Data to examine:
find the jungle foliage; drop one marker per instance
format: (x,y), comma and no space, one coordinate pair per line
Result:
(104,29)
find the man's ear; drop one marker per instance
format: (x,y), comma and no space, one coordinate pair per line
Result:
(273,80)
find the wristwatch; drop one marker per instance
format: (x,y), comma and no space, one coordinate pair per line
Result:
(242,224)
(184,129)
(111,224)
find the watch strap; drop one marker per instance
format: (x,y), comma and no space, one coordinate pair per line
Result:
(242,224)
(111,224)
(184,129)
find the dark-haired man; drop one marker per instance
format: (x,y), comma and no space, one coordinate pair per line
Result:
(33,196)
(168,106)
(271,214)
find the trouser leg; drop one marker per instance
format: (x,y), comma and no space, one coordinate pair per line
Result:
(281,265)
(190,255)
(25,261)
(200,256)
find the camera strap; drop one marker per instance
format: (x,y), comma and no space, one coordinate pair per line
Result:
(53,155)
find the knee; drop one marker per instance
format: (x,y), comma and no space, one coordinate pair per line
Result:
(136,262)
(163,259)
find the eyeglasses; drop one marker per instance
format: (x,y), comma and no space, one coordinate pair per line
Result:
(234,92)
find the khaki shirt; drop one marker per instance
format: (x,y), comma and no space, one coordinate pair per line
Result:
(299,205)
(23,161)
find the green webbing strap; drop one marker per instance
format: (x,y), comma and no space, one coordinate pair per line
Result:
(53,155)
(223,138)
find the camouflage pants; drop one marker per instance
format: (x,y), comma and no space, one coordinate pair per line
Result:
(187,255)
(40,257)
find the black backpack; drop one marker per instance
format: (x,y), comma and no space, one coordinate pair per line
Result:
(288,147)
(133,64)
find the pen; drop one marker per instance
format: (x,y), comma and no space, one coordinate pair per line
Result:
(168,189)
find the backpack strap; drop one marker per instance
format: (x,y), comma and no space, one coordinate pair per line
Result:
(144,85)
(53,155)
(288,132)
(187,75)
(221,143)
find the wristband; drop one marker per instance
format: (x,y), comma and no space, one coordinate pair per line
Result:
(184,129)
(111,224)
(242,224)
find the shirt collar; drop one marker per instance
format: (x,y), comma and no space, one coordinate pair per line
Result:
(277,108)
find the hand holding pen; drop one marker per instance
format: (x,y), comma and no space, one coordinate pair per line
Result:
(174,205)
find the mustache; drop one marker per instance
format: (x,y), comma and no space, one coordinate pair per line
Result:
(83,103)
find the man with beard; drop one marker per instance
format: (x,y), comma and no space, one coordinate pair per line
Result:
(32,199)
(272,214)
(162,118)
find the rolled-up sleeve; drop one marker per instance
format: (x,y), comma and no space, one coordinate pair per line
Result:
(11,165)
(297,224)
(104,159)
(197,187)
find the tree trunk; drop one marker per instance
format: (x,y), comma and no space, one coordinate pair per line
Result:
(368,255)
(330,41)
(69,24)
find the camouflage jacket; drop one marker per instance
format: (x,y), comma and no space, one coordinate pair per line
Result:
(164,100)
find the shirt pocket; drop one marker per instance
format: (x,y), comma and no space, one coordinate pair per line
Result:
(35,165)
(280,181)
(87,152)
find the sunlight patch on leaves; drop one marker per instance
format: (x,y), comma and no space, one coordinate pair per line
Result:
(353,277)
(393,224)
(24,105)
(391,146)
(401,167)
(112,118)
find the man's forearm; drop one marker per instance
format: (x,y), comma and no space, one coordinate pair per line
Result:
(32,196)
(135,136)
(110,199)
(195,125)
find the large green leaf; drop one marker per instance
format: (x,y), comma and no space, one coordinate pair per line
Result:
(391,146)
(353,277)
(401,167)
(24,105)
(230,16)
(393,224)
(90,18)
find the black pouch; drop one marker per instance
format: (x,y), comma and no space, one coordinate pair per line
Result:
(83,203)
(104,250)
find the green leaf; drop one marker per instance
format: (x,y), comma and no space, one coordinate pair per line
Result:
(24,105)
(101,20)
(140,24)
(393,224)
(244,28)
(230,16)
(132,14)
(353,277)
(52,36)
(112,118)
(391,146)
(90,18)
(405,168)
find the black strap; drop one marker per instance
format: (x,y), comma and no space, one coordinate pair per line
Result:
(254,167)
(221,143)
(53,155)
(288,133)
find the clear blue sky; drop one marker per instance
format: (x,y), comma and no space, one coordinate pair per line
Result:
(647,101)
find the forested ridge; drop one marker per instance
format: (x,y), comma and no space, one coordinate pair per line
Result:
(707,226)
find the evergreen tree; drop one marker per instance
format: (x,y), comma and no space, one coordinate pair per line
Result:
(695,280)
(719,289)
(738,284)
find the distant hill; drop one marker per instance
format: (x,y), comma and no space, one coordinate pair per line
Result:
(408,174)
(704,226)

Directions for this task:
Retype every record above exactly as it appears.

Your solution:
find the jungle foliage; drop one marker per instance
format: (x,y), comma and no space, one coordinate pair per line
Result:
(104,29)
find the man's ear; drop one marker per instance
format: (x,y), comma and no space, one coordinate pair per line
Result:
(273,80)
find the wristwatch; drop one marker per instance
format: (x,y), comma and no space, one coordinate pair per line
Result:
(242,224)
(184,129)
(111,224)
find the watch strap; drop one marker per instance
format: (x,y), comma and no space, one coordinate pair per line
Result:
(242,224)
(111,224)
(184,129)
find the dark-haired man; drop one marker per instance
format: (x,y), comma and no space, one coordinate pair per line
Result:
(33,196)
(168,106)
(271,214)
find the trouser leg; drop one marker per instance
format: (x,y), comma and no space, one coordinate pair per line
Result:
(281,265)
(190,255)
(25,261)
(200,256)
find the camera strap; drop one marker per instance
format: (x,y), comma and no space, one coordinate pair per line
Result:
(53,155)
find the knee; drop one marker per instance
format: (x,y), comma and no space, one coordinate pair per line
Result:
(136,262)
(163,259)
find the eyeglasses; drop one marker per instance
format: (x,y), comma and no space, one coordinate pair per line
Result:
(234,92)
find the khaki shirt; drop one marker per instance
format: (x,y), comma and no space, one coordinate pair per line
Result:
(299,205)
(23,161)
find the green webbing strap; drop one marker per instance
format: (x,y), comma and no space, one coordinate pair per line
Result:
(53,155)
(223,138)
find the camouflage pants; drop one marker per instance
format: (x,y), comma and no space, one coordinate pair per line
Result:
(187,255)
(40,257)
find the black backpack; drop one marker per instance
format: (x,y), comma and no space, one coordinate pair per line
Result:
(288,147)
(133,64)
find the pen; drop one marker per instance
format: (x,y), comma and no space, one coordinate pair per line
Result:
(168,189)
find the backpack strap; drop one marker per instance
format: (x,y), comma and no space, one coordinate pair per line
Result:
(144,85)
(53,155)
(288,132)
(187,75)
(221,143)
find the wristband; drop one marker per instance
format: (x,y), comma and no space, one coordinate pair per line
Result:
(184,129)
(111,224)
(242,224)
find the shirt collar; drop one marker per instance
format: (x,y), comma and no space, one coordinate pair per line
Result:
(277,108)
find the hand holding pen; drop one marker per instance
format: (x,y), comma and no space, one coordinate pair per line
Result:
(174,205)
find the mustache; drop one marker per instance
format: (x,y), comma and no space, one coordinate pair per line
Result:
(83,103)
find the man with beard; drop one marker per instance
format: (x,y), comma and no space, one coordinate pair per line
Result:
(32,199)
(272,214)
(162,118)
find the rolled-up sleeve; drop one marker per instance
format: (x,y), comma and no space, one coordinate pair per line
Result:
(11,165)
(297,224)
(104,159)
(197,187)
find the tree trunk; drop one marker per instance
format: (x,y), comma and no space, one coordinate pair per line
Result:
(368,255)
(330,41)
(69,24)
find the camouflage jacket; drop one marker per instance
format: (x,y), comma and no space, one coordinate pair per line
Result:
(164,100)
find the shirt pocket; drop one marker per instance
format: (x,y), comma and no space, one coordinate pair per line
Result:
(35,165)
(280,181)
(87,152)
find the sunlight patch on leaves; drop one marker per instance
format: (x,y), comma and no space, one coordinate pair per line
Result:
(353,277)
(393,224)
(24,105)
(391,146)
(401,167)
(112,118)
find the man's forearm; drop one marker per instance
format: (x,y), comma and no space, one coordinate pair per line
Result:
(32,196)
(135,136)
(110,199)
(195,125)
find the large green leaf; drop one marker per instance
format: (x,y), comma and no space, one coordinate pair per line
Result:
(391,146)
(353,277)
(401,167)
(24,105)
(230,16)
(393,224)
(90,18)
find the black pouch; drop one marker per instance
format: (x,y), comma and no space, one coordinate pair per line
Result:
(83,203)
(104,250)
find the green leaf; drop one marker per instance
format: (x,y), comma and no space, one coordinate pair per line
Result:
(24,105)
(101,20)
(140,24)
(393,224)
(244,28)
(230,16)
(132,14)
(353,277)
(52,36)
(112,118)
(391,146)
(90,18)
(405,168)
find the black strap; drop one marker per instance
format: (x,y), comma and no space, one coordinate pair per line
Result:
(254,167)
(221,143)
(53,155)
(288,133)
find the clear blue sky; drop one marker per instance
format: (x,y), comma and no space, one coordinate pair per line
Result:
(647,101)
find the forested ridge; drop one marker per instance
format: (x,y), comma and no space, one coordinate pair per line
Result:
(707,226)
find the evergreen tree; drop one marker per instance
format: (x,y), comma and no space, one coordinate pair per line
Result:
(695,280)
(719,289)
(738,284)
find the distant hill; drop one marker per instance
format: (x,y), comma and no space, one coordinate pair per line
Result:
(408,174)
(704,226)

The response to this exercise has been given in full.